— START Material for the task —
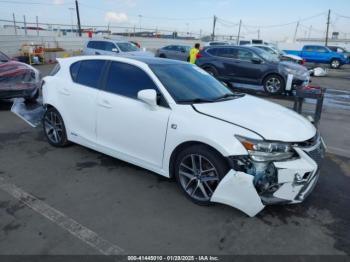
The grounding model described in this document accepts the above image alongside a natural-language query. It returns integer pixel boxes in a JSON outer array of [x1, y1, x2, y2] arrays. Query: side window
[[238, 49, 257, 62], [70, 62, 81, 82], [75, 60, 105, 88], [304, 46, 315, 52], [106, 62, 162, 104], [104, 42, 117, 52]]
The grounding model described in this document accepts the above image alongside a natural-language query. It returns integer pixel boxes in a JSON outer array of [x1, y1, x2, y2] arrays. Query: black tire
[[203, 66, 219, 77], [175, 145, 229, 206], [25, 89, 39, 104], [42, 107, 70, 147], [263, 74, 286, 95], [330, 59, 341, 69]]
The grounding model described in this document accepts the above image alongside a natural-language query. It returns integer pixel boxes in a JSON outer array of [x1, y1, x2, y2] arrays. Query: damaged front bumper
[[211, 137, 325, 217]]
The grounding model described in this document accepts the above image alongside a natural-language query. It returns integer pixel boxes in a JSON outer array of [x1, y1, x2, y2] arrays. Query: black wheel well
[[169, 141, 228, 178]]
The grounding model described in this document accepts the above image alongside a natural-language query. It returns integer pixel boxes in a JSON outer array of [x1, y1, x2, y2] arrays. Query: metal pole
[[36, 16, 39, 36], [237, 20, 242, 45], [294, 21, 300, 42], [75, 0, 81, 36], [12, 13, 17, 35], [23, 15, 28, 35], [325, 9, 331, 46], [211, 15, 217, 41]]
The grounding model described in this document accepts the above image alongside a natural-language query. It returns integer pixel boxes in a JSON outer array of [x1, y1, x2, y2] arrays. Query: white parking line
[[0, 177, 124, 255]]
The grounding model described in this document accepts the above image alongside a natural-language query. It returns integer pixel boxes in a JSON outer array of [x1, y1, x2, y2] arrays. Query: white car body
[[43, 56, 322, 216]]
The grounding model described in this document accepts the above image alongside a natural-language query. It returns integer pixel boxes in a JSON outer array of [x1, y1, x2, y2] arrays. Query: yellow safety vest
[[190, 47, 199, 64]]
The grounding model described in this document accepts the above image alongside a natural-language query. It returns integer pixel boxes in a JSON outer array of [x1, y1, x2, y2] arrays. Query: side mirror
[[137, 89, 158, 110], [252, 58, 263, 64]]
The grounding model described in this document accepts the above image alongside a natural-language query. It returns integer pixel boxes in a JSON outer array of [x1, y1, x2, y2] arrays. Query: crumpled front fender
[[210, 170, 265, 217]]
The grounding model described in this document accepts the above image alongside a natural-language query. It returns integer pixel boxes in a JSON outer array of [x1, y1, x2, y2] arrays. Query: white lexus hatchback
[[43, 56, 324, 216]]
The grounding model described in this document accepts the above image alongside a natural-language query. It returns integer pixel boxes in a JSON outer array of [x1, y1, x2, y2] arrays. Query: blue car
[[284, 45, 348, 69]]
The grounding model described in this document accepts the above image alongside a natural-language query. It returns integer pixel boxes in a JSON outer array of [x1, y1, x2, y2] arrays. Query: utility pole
[[294, 21, 300, 42], [237, 20, 242, 45], [23, 15, 28, 35], [75, 0, 81, 36], [309, 25, 312, 39], [211, 15, 217, 41], [325, 9, 331, 46], [12, 13, 17, 35]]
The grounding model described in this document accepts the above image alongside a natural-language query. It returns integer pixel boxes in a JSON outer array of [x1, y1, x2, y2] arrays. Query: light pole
[[139, 15, 142, 32], [68, 7, 75, 33]]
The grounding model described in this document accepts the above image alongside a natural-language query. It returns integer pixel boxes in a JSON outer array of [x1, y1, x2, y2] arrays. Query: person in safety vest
[[190, 43, 201, 64]]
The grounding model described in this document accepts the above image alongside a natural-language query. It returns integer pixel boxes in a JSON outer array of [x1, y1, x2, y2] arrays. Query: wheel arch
[[168, 140, 228, 178]]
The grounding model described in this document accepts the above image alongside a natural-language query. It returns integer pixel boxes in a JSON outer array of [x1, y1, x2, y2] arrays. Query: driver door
[[97, 61, 171, 169]]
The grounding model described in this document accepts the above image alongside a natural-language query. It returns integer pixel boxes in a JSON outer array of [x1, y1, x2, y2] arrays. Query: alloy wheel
[[179, 154, 220, 201], [44, 111, 63, 144], [266, 77, 282, 93]]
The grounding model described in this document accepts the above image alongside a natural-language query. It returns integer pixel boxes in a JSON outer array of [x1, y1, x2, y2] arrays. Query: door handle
[[99, 99, 112, 109], [61, 87, 70, 96]]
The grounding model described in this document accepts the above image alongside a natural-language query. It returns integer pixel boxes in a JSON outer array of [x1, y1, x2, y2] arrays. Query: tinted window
[[75, 60, 105, 88], [117, 43, 139, 52], [106, 62, 158, 98], [70, 62, 80, 82], [216, 48, 237, 58], [104, 42, 116, 52]]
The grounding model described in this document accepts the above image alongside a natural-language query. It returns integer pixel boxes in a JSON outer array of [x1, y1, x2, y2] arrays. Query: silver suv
[[83, 39, 154, 56]]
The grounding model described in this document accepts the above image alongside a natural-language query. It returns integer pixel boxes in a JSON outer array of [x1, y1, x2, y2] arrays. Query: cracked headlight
[[235, 136, 295, 162]]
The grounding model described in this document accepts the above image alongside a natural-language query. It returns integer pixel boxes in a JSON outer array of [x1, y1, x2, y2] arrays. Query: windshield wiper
[[215, 93, 244, 101], [178, 98, 215, 104]]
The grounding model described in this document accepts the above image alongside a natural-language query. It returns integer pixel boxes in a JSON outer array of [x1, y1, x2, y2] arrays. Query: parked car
[[43, 56, 324, 216], [284, 45, 348, 69], [204, 41, 234, 46], [0, 52, 41, 102], [156, 45, 191, 61], [247, 44, 305, 65], [83, 39, 154, 56], [327, 46, 350, 63], [196, 46, 310, 94]]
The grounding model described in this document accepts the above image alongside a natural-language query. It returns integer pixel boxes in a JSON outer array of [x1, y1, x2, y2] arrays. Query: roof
[[57, 55, 187, 65]]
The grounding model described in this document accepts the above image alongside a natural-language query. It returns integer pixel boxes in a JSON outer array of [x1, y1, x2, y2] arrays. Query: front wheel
[[263, 75, 285, 95], [175, 145, 229, 205], [43, 108, 70, 147], [331, 59, 341, 69]]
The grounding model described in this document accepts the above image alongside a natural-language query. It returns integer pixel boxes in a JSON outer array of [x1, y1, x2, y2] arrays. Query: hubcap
[[266, 77, 281, 93], [44, 112, 63, 144], [179, 154, 219, 201]]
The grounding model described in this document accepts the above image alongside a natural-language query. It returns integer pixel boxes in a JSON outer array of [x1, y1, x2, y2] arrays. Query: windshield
[[117, 42, 139, 52], [253, 47, 279, 62], [150, 64, 238, 103]]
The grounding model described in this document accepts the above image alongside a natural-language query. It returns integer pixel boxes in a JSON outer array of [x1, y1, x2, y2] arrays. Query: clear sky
[[0, 0, 350, 40]]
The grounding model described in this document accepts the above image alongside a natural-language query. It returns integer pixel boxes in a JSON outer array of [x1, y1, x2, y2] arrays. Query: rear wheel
[[263, 75, 285, 94], [175, 145, 229, 205], [330, 59, 341, 69], [25, 89, 39, 103], [43, 108, 70, 147]]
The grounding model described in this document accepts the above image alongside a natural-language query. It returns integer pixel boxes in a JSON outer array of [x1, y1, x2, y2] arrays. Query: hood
[[194, 95, 316, 142]]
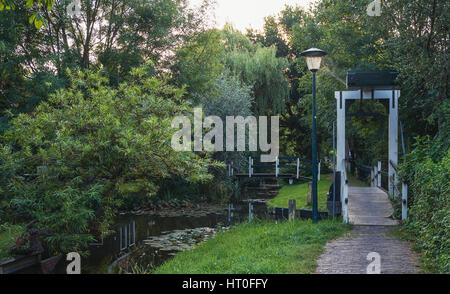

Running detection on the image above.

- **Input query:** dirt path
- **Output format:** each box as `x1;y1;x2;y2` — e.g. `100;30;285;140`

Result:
316;226;421;274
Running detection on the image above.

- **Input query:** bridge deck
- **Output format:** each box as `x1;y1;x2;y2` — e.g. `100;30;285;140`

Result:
348;187;398;226
235;173;312;181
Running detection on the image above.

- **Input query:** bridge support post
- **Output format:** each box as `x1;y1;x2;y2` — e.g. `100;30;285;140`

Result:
388;90;400;196
376;161;381;188
317;161;322;182
402;182;408;220
335;91;348;222
370;167;375;187
289;199;296;221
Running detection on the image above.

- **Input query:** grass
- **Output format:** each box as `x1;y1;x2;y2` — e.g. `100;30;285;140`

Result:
152;220;350;274
0;224;24;261
268;180;333;211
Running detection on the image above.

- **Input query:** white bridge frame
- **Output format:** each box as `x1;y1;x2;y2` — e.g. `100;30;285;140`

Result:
335;90;406;223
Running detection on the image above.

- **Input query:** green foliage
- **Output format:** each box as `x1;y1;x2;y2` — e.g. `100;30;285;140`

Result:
224;27;289;115
400;118;450;273
0;67;211;251
268;180;333;211
152;220;350;274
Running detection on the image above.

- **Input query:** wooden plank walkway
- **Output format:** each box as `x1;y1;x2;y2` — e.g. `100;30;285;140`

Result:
348;187;398;226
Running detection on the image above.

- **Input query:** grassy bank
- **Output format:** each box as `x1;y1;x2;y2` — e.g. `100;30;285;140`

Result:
153;220;350;274
0;224;24;261
269;180;333;211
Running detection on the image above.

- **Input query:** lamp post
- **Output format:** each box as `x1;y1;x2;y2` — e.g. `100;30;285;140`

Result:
300;48;328;224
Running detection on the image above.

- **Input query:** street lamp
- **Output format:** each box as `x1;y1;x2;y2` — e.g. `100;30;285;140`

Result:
300;48;328;224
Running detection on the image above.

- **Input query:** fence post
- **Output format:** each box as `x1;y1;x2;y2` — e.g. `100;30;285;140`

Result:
370;167;375;187
306;182;312;205
317;161;322;182
377;161;381;188
289;199;296;221
275;156;280;178
402;182;408;220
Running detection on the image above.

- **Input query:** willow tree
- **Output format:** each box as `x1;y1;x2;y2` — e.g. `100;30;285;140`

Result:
224;27;289;115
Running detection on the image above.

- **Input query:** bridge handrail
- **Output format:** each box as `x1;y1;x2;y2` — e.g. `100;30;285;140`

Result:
237;156;320;181
371;160;408;220
341;158;349;223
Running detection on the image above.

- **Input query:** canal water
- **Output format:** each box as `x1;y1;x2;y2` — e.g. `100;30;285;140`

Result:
22;203;280;274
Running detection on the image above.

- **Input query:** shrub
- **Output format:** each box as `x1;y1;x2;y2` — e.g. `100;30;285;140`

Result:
401;133;450;273
0;67;215;252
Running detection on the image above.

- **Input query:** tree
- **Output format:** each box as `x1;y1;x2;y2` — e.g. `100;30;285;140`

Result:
172;29;225;103
224;27;289;115
0;67;211;252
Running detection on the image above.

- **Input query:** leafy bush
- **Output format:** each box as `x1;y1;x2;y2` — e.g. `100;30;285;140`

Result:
0;67;211;252
401;127;450;273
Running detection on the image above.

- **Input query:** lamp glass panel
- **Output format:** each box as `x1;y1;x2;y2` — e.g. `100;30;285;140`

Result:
306;57;322;70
— END Material for the task —
## [What needs to be done]
Return the data verbatim from its first line through the line containing "[[43, 56, 322, 216]]", including both of those lines. Leave the pictures out.

## [Reply to the task]
The grounding model described in this document accepts the above image alongside a natural-language query. It returns integer pixel boxes in a JSON outer array of [x1, y1, x2, y2] arrays. Query: side window
[[238, 49, 257, 62], [70, 62, 81, 82], [75, 60, 105, 88], [304, 46, 315, 52], [106, 62, 162, 104], [104, 42, 117, 52]]
The grounding model described in this document accepts the above image alongside a natural-language query. It returns integer pixel boxes in a JSON outer array of [x1, y1, x2, y2] arrays. Query: black tire
[[203, 66, 219, 77], [175, 145, 229, 206], [25, 89, 39, 104], [42, 107, 70, 147], [263, 74, 286, 95], [330, 59, 341, 69]]
The grounding model described in this document accepts the above image alongside a natural-language query. It returns integer pixel boxes in a JSON outer array of [x1, y1, x2, y2] arrays. Query: damaged front bumper
[[211, 137, 325, 217]]
The grounding model described in this document accepts the above image alongside a natural-language query. It returns integer pixel boxes in a JSON outer array of [x1, y1, x2, y2] arrays. Query: black wheel well
[[169, 141, 228, 178]]
The grounding model described in this document accepts the above image alongside a natural-language query. It returns integer pixel boxes in a JSON outer array of [x1, y1, x2, y2] arrays. Query: metal pole
[[36, 16, 39, 36], [237, 20, 242, 45], [294, 21, 300, 42], [75, 0, 81, 36], [12, 13, 17, 35], [23, 15, 28, 35], [325, 9, 331, 46], [211, 15, 217, 41]]
The grounding model described in this document accepts the above image alongside a natural-language query. It returns integer pixel boxes in a JSON outer array of [x1, y1, x2, y2] arrays. Query: white parking line
[[0, 177, 124, 255]]
The grounding model described in this document accepts the above image alongside a natural-language query. It returns integer pixel boxes in a JSON outer array of [x1, y1, x2, y2] arrays. Query: white car body
[[43, 56, 322, 216]]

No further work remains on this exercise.